- [Petunjuk Latihan] Sambung tulisan tentang asuransi syariah dan konvensional di bawah ini, mulai tepat setelah kalimat terakhir yang tercantum.

- [Kutipan yang Diberikan]
ASURANSI
SYARIAH DAN KONVENSIONAL
يَا أَيُّهَا الَّذِينَ آمَنُواْ لاَ تَأْكُلُواْ أَمْوَالَكُمْ بَيْنَكُمْ
بِالْبَاطِلِ إِلاَّ أَن تَكُونَ تِجَارَةً عَن تَرَاضٍ مِّنكُمْ وَلاَ
تَقْتُلُواْ أَنفُسَكُمْ إِنَّ اللّهَ كَانَ بِكُمْ رَحِيمًا
“Hai orang-orang yang beriman,
janganlah kamu saling memakan harta sesamamu dengan jalan yang batil, kecuali
dengan jalan perniagaan yang berlaku dengan suka sama suka diantara kamu. Dan
janganlah kamu membunuh dirimu; sesungguhnya Allah adalah Maha Penyayang
kepadamu.” (QS.An-Nisa’: 29).
“Dan saling
tolong menolonglah dalam kebaikan dan ketaqwaan dan jangan saling tolong
menolong dalam dosa dan permusuhan”(Al-Maidah:2)
Muqaddimah
Asuransi yang
selama ini digunakan oleh mayoritas masyarakat (konvensional) bukan merupakan
asuransi yang dikenal oleh para pendahulu dari kalangan ahli fiqh, karena tidak
termasuk transaksi yang dikenal oleh fiqh Islam, dan tidak pula dari kalangan
para sahabat yang membahas hukimnya.
Terjadi
perbedaan pendapat ulama tentang asuransi non syariah (konvensional) yang
disebabkan oleh perbedaan ilmu dan ijtihad mereka. Alasannya antara lain :
1. Pada
transaksi asuransi konvensional terdapat jahalah (ketidaktahuan) dan ghoror
(ketidakpastian), dimana tidak diketahui siapa yang akan mendapatkan keuntungan
atau kerugian pada saat berakhirnya periode asuransi.
2. Di dalamnya
terdapat riba atau syubhat riba. Hal ini akan lebih jelas dalam asuransi
jiwa, dimana seseorang yang membeli polis asuransi membayar sejumlah kecil
dana/premi dengan harapan mendapatkan uang yang lebih banyak dimasa yang akan
datang, namun bisa saja dia tidak mendapatkannya. Jadi pada hakekatnya
transaksi ini adalah tukar menukar uang, dan dengan adanya tambahan dari uang
yang dibayarkan, maka ini jelas mengandung unsur riba, baik riba fadl dan riba
nasi’ah.
3. Asuransi ini
termasuk jenis perjudian (maysir), karena salah satu pihak membayar
sedikit harta untuk mendapatkan harta yang lebih banyak dengan cara
untung-untungan atau tanpa pekerjaan. Jika terjadi kecelakaan ia berhak
mendapatkan semua harta yang dijanjikan, tapi jika tidak maka ia tidak akan
mendapatkan apapun.

- [Data Tersimpan]
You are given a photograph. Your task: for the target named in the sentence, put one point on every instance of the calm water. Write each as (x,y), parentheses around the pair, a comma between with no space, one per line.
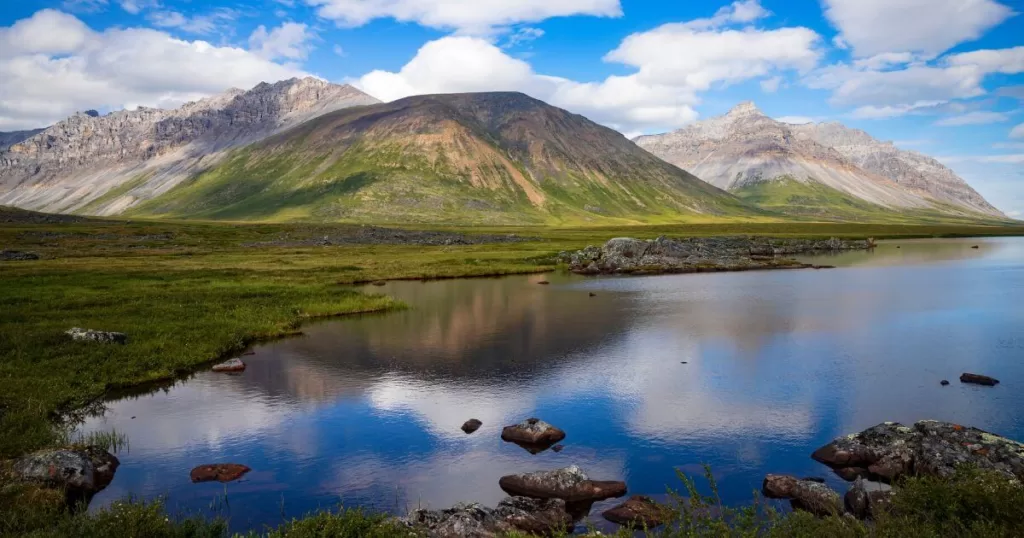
(367,411)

- [Jawaban Tugas Ini]
Melihat ketiga
hal di atas, dapat dikatakan bahwa transaksi dalam asuransi konvensional yang
selama ini kita kenal, belum sesuai dengan transaksi yang dikenal dalam fiqh
Islam. Asuransi syari’ah dengan prinsip ta’awunnya, dapat diterima oleh
masyarakat dan berkembang cukup pesat pada beberapa tahun terakhir ini.
Makna Asuransi
Asuransi
berasal dari kata assurantie dalam bahasa Belanda, atau assurance dalam
bahasa perancis, atau assurance/insurance dalam bahasa
Inggris. Assurance berarti menanggung sesuatu yang pasti terjadi, sedang
Insurance berarti menanggung sesuatu yang mungkin atau tidak mungkin terjadi.
Menurut
sebagian ahli asuransi berasal dari bahasa Yunani, yaitu assecurare yang
berarti menyakinkan orang.
Di dalam bahasa
Arab asuransi dikenal dengan istilah : at Takaful, atau at
Tadhamun yang berarti : saling menanggung. Asuransi ini disebut juga
dengan istilah at-Ta’min, berasal dari kata amina, yang
berarti aman, tentram, dan tenang. Lawannya adalah al-khouf, yang
berarti takut dan khawatir. ( al Fayumi, al Misbah al Munir, hlm : 21 )
Dinamakan at Ta’min, karena orang yang melakukan transaksi ini (khususnya
para peserta ) telah merasa aman dan tidak terlalu takut terhadap bahaya yang
akan menimpanya dengan adanya transaksi ini.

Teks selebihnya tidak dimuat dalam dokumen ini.